*** Excerpt ***

Barrow man's battle to overcome drugs and legal highs
Last updated at 17:35, Wednesday, 23 July 2014
A BARROW man has spoken of his battle to kick drugs after an addiction to legal higs.
The man, known only as David, was serving a 16 month prison sentence for burglary in Lancaster Farms when he made the decision to kick his drug use into touch.
Inside HMP Lancaster Farms during his second spell in prison, a Barrow man decided that it was time to turn his life around and kick his addiction to drugs.
David said: “My Dad wouldn’t come visit me whilst I was in prison, it hurt - I missed him so much. I had thrown my family’s love back in their faces and all to feed my addiction to ‘legal highs’.
“I had messed up, I wanted my life back and I wanted my family back.”
David first experimented with legal highs when he was 13 years old. A friend at school introduced him to plant food, not wanting to be the one who didn’t join in David’s relationship with drugs began.
“There was a level of peer pressure involved although others faced more. I just wanted to join in and I did. We would get it online through a friend’s brother, we’d pay him and it would last a while. It was exciting.
“Just before my fifteenth birthday a friend suffered an overdose which led to me pulling back but because it was so addictive it wasn’t long before I was using legal highs again.”
David has suffered two overdoses where he has woken up in a hospital bed, the first when he was 15 and the second a year later.
“The first time my mam found me in my room. Once at hospital, the staff struggled as they could not identify the drug. That is one of the key dangers; you don’t really know what is in them. It was the first time my mam and dad knew about it, I admitted everything to them. Following that I stayed off drugs for around three months before overdosing at a party.
“My parents tried to get it through to me the dangers of taking any sort of drug, they even talked about moving me away to go live with a relative to get me away from the crowd I was hanging around with. I just didn’t want to know.”
At 16 years old David was ordered to carry out an armed robbery on a jewellery store by a drug dealer to pay off debts he owed. David was arrested, charged and convicted for his crime. He spent ten months inside juvenile prison HMP Hindley.
Upon release from prison David did not return to drugs immediately, he got himself a job and stopped hanging round with his previous friends as a method of avoiding temptation. However around seven months later he returned to drugs after falling into the wrong crowd once more.
David added: ”I was enjoying my life but I missed the drugs. I moved out but the temptation arose and I fell for it. By this time I was using illegal drugs on a regular basis and I started committing burglaries in the area I lived to fund my addiction.”

*** End of Excerpt ***

■ Problems and tasks ■
• A. Shorten the paragraph beginning "Upon release from prison" in the article about David's drug addiction, keeping its main facts.
• B. Write the next part of the article about David's drug addiction, picking up after its last sentence.
The items that come next have nothing to do with the article about David's drug addiction.

*** Information provided ***

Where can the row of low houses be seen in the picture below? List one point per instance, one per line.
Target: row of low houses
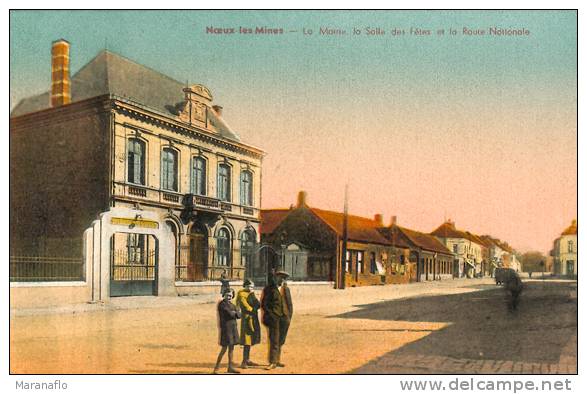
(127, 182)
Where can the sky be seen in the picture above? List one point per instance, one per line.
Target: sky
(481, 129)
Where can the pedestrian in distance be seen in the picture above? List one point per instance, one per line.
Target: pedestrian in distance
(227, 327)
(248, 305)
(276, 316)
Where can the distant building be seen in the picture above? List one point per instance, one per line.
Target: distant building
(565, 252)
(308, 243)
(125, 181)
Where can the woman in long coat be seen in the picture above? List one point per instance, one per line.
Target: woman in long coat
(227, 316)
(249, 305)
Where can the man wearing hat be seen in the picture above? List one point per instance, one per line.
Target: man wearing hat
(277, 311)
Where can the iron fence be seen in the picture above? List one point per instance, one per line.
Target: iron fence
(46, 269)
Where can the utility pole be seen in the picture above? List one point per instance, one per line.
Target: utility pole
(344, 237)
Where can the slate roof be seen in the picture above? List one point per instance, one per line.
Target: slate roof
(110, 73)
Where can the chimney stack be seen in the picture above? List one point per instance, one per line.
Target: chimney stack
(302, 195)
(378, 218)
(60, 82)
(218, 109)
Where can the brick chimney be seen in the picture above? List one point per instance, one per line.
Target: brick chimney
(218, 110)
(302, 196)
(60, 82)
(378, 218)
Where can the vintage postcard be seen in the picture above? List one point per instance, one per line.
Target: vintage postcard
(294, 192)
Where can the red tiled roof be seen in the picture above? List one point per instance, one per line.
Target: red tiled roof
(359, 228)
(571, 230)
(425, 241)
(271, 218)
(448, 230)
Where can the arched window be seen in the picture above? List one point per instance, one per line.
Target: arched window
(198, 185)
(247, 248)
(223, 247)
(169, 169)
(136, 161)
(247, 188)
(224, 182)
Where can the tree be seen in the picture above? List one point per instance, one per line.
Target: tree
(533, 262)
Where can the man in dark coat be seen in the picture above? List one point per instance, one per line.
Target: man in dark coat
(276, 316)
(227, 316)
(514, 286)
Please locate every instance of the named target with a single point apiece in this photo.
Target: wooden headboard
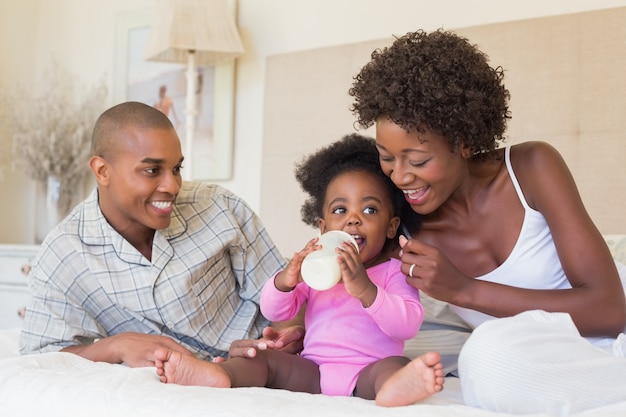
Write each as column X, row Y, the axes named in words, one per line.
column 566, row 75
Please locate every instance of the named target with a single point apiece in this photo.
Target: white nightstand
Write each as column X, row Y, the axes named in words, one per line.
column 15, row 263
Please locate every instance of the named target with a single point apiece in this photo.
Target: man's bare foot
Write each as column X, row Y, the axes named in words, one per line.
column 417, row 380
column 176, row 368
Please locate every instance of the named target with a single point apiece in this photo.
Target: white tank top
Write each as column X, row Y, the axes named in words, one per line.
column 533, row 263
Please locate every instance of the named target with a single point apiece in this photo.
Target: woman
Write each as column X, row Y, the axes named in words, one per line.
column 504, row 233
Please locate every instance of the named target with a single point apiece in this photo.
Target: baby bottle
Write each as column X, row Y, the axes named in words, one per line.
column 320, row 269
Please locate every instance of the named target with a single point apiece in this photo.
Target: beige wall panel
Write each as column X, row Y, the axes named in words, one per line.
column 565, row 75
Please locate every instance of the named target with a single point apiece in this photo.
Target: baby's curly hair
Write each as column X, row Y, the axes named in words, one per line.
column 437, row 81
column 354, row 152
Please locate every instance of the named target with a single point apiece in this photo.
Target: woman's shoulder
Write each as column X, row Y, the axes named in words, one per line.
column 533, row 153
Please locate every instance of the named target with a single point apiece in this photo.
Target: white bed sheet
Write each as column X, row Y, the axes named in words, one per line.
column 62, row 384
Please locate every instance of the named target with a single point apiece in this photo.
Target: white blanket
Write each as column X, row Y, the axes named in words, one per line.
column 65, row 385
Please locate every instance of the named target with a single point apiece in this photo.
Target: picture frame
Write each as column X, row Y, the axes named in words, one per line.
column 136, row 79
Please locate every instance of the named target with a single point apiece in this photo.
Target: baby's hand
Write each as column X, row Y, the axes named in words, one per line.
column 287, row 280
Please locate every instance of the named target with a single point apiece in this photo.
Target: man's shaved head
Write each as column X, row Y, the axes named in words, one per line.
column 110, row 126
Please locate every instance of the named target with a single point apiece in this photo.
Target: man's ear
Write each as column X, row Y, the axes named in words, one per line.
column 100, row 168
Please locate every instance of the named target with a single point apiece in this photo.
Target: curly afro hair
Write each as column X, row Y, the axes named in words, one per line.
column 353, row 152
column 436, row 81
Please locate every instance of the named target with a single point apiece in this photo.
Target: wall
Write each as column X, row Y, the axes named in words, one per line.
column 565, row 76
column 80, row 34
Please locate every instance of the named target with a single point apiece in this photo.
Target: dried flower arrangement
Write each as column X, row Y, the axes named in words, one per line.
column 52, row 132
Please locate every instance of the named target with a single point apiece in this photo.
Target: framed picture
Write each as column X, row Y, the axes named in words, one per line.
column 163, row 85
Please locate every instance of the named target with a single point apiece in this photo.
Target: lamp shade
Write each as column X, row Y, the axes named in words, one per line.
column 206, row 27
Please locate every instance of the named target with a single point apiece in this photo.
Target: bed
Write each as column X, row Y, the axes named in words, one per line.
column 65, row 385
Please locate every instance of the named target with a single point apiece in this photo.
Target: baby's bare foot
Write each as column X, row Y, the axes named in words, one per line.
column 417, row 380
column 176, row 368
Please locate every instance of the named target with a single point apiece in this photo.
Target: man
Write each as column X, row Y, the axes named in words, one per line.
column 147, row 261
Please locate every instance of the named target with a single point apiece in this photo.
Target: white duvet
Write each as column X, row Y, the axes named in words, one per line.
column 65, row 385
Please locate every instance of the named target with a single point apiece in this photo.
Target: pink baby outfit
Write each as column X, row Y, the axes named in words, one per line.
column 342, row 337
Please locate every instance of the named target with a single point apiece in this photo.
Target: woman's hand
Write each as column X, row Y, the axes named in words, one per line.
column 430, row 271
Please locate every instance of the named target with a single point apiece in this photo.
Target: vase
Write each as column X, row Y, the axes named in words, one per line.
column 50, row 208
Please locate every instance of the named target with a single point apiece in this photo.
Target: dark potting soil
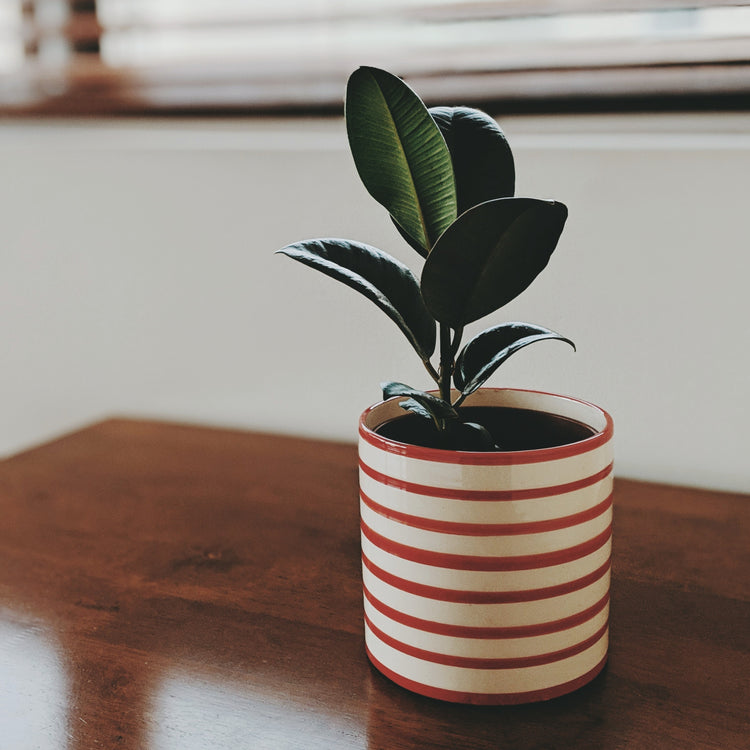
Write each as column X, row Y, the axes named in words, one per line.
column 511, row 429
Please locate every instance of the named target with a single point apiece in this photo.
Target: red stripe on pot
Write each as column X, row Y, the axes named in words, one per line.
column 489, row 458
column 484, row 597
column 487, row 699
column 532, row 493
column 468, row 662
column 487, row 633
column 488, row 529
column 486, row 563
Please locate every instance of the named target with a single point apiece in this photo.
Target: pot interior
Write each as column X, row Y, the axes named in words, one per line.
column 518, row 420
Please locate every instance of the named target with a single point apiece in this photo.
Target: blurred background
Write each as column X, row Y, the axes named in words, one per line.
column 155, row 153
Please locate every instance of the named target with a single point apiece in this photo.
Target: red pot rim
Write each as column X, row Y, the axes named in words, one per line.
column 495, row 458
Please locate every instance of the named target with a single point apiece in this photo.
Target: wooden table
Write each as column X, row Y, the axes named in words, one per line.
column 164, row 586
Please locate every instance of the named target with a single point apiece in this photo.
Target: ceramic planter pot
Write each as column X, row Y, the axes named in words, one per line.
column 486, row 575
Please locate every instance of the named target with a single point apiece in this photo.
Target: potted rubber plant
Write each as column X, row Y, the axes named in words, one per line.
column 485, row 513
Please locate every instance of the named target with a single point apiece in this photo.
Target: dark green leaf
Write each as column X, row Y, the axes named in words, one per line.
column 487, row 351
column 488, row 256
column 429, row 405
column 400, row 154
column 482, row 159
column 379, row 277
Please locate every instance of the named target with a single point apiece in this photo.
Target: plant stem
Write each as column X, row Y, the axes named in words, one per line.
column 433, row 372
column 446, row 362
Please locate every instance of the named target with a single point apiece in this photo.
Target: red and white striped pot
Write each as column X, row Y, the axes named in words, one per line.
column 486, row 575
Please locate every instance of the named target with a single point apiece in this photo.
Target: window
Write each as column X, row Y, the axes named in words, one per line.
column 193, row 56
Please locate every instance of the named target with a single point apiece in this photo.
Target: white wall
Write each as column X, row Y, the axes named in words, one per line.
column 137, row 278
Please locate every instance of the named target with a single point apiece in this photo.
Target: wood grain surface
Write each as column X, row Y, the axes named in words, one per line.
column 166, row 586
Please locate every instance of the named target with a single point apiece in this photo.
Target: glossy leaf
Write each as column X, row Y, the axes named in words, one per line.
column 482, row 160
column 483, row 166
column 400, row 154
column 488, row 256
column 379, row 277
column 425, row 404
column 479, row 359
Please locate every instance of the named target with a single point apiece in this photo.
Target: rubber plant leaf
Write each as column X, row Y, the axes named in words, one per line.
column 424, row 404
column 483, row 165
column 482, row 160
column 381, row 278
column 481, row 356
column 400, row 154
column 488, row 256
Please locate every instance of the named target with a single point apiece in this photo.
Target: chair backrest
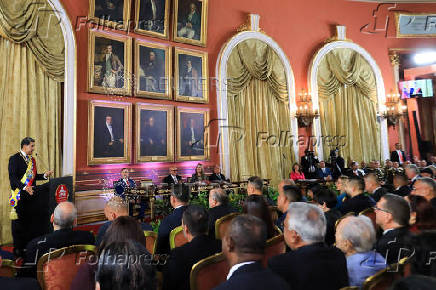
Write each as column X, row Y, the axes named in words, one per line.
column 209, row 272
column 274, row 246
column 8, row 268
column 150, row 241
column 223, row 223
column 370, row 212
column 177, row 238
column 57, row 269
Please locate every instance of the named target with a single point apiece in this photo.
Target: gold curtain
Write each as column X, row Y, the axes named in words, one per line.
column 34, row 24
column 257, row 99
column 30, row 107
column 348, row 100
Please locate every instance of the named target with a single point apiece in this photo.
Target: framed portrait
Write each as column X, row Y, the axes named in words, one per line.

*** End of Information provided ***

■ Responses ■
• A. After leaving prison, David stayed off drugs at first. He got a job and kept away from his old friends to avoid temptation. About seven months later, he fell in with the wrong crowd again and went back to drugs.

• B.
David was jailed in connection with a number of burglaries. However during his time inside Lancaster Farms prison David’s mind-set began to change and he started seeking help for his addiction.
David continued: “I spoke to people inside, they told me to change and not be dragged down because of drugs. By this time I started to see the damage I was doing to my family, my Mum would come visit me without my Dad. He didn’t want to see me, it was a turning point and it made me realise what was important.”
David was released earlier this year and since then then he has took part in the Force’s Integrated Offender Management (I.O.M.) programme. The I.O.M. process is there to support individuals who are released from prison and want to turn their lives around. The programme works closely with a number of partner agencies including UNITY.
David said: “Talking to people really does help and I am currently choosing to undergo fortnightly drug tests in order to keep me focussed on not taking drugs again. I’ve still got a year to run on my probation and I am currently seeking jobs to help in my rehabilitation.
“Taking ‘legal highs’ has cost me so much, my advice to people who think it is safe and cool to use is not to do it. I regret ever getting involved with it and it will be a mistake that will live with me for the rest of my life.”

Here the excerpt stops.